» **WORK REQUEST**: Pull out each line of the records holding the string "square".

» **RECORDED DATA**:

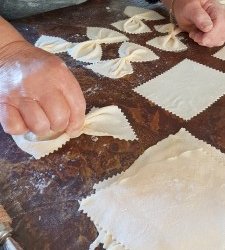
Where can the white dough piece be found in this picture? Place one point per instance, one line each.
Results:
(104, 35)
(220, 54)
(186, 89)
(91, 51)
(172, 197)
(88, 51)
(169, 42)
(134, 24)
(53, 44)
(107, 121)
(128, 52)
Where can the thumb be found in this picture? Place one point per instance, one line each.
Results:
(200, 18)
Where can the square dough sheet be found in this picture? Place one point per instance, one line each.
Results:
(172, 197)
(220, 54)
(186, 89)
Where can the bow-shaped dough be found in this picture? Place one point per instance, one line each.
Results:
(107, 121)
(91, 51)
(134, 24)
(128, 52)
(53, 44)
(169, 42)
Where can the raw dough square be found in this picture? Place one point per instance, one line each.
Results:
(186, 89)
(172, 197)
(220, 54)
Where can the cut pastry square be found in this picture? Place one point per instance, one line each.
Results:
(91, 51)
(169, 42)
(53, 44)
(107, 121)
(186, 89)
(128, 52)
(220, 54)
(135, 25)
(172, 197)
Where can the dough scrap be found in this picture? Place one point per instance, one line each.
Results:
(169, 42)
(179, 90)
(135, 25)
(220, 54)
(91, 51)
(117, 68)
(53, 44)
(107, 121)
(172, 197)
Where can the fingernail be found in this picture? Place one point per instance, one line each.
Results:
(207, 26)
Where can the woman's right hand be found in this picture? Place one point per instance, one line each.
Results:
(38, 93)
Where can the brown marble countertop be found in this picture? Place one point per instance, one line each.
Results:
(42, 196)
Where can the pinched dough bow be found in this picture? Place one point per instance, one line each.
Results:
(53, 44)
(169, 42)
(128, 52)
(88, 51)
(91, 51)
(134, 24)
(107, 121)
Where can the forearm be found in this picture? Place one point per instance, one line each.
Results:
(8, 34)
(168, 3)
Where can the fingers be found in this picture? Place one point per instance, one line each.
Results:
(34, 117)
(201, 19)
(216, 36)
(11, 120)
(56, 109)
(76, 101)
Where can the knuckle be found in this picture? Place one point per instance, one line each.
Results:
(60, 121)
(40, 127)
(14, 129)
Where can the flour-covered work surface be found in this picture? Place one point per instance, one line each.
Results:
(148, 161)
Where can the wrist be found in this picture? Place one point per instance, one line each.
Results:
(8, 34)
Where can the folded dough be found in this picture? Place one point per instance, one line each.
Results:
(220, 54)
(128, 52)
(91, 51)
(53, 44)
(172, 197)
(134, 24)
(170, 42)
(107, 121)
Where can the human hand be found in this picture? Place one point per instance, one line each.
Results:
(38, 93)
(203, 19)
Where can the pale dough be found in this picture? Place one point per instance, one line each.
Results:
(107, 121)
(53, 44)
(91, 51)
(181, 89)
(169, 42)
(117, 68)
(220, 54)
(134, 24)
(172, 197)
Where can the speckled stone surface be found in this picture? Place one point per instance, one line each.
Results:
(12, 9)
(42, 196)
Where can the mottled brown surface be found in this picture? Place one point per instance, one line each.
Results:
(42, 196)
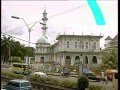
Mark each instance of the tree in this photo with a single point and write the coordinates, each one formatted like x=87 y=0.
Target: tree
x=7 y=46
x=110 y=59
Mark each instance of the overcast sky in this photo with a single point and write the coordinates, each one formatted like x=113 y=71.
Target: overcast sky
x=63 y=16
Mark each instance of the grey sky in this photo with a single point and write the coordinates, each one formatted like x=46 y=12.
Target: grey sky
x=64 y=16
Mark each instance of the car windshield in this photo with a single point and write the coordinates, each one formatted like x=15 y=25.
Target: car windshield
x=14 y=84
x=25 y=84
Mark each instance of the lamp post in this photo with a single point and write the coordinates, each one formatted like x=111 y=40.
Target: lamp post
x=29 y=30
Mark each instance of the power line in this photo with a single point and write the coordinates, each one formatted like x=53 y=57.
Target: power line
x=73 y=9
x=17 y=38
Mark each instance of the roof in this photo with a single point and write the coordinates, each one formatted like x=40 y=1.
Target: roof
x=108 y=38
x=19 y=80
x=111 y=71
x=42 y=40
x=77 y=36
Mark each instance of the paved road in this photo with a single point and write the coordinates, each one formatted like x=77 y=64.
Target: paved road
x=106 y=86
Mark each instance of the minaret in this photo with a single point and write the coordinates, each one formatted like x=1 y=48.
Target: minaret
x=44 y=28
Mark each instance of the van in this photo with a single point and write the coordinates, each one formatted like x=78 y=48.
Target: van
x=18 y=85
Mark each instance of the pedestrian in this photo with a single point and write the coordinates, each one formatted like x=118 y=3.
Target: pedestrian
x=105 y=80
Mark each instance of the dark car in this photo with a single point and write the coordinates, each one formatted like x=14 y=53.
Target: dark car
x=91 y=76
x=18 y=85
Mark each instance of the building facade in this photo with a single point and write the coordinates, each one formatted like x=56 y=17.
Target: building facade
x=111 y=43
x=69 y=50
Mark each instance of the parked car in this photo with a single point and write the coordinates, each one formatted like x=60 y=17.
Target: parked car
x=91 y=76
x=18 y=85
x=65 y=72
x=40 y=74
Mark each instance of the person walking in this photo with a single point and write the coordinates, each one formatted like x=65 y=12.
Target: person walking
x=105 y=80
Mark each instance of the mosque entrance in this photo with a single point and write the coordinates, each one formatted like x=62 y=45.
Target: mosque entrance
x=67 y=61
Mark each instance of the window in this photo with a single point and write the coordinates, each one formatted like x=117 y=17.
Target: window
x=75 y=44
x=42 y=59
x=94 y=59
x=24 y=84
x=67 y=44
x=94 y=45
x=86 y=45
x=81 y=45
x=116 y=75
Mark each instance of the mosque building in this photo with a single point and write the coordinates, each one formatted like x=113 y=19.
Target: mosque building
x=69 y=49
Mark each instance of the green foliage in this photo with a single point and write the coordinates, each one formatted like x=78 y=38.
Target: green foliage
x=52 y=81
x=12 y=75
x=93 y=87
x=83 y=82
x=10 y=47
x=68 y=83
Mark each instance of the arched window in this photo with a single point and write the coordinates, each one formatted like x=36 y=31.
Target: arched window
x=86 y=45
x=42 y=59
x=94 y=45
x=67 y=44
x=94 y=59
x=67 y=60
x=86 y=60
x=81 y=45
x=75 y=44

» **SOLUTION BELOW**:
Where can the square dough sheet be found in this picture? Place one point per instance, one line each.
Where can the raw dough square be found in this picture? Place one point per instance, one line each.
Where can the cut pastry square be found in this picture? Place one point per instance, one line each.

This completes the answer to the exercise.